§ **Your objective**: Check each line of the entries below for the word "guitar", and copy the lines that have it.

(Stored data entries)
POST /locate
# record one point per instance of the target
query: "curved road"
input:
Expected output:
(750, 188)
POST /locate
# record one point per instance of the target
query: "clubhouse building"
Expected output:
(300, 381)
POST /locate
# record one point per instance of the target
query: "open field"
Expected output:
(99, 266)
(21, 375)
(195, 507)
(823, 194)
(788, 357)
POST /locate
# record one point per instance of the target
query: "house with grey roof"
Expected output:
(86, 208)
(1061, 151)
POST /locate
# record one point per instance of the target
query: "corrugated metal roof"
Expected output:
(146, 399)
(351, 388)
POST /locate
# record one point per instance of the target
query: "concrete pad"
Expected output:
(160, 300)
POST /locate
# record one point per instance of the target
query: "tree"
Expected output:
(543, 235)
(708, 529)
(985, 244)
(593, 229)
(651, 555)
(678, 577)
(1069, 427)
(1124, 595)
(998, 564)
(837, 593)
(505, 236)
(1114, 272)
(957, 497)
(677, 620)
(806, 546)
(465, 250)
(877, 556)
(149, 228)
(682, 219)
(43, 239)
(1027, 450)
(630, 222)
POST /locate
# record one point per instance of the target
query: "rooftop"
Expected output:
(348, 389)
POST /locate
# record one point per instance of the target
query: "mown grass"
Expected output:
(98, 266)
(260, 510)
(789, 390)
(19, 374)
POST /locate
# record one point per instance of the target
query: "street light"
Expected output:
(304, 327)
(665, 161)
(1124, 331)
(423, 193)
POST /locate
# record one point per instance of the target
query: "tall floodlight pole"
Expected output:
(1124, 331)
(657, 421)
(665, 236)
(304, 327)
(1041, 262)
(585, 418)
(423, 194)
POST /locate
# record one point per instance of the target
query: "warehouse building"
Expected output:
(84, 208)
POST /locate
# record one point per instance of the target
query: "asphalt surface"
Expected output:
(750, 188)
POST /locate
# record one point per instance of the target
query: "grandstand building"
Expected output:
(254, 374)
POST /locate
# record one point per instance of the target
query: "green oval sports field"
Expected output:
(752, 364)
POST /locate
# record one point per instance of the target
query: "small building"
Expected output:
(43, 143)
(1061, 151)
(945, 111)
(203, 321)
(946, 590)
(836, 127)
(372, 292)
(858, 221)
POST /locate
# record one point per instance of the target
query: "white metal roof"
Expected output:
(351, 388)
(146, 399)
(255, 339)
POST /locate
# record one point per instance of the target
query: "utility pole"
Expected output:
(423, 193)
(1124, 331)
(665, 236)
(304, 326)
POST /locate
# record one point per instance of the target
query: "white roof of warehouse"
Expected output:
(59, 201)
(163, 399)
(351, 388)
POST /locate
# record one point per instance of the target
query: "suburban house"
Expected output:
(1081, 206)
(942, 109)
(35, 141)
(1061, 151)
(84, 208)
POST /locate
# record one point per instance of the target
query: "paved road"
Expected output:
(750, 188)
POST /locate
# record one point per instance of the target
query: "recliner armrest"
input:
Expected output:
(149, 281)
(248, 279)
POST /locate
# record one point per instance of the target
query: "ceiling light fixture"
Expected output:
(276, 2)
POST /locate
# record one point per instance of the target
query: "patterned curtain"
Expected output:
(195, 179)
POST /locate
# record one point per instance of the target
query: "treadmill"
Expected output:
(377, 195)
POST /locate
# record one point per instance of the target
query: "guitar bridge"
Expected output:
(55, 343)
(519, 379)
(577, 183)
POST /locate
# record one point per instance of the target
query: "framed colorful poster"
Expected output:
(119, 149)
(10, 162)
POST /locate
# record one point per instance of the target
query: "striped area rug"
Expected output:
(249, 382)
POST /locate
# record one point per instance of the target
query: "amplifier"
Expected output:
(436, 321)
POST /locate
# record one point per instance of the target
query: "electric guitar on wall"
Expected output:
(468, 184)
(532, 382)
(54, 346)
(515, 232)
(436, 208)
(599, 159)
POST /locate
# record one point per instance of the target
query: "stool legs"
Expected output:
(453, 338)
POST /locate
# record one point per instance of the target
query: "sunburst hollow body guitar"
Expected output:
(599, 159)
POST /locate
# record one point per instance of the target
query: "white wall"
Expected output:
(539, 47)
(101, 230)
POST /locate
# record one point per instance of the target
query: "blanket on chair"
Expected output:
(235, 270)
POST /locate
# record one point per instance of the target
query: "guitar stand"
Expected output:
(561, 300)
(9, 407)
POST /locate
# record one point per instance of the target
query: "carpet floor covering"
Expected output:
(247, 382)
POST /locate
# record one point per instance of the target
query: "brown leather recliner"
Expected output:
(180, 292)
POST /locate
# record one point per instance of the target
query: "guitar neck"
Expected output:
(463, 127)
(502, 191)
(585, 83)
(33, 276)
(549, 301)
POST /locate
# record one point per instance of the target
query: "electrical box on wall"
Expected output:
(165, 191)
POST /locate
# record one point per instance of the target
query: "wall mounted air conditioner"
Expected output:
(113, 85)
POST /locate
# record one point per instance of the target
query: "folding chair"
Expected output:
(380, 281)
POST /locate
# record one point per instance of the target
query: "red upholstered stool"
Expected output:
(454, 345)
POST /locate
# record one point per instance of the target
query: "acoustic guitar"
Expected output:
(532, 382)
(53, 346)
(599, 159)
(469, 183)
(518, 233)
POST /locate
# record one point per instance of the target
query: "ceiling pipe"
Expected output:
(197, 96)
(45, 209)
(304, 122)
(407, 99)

§ **Result**:
query: "guitar bridge"
query: "electric guitar on wall"
query: "sunburst hollow body guitar"
query: "guitar stand"
query: "guitar neck"
query: "acoustic guitar"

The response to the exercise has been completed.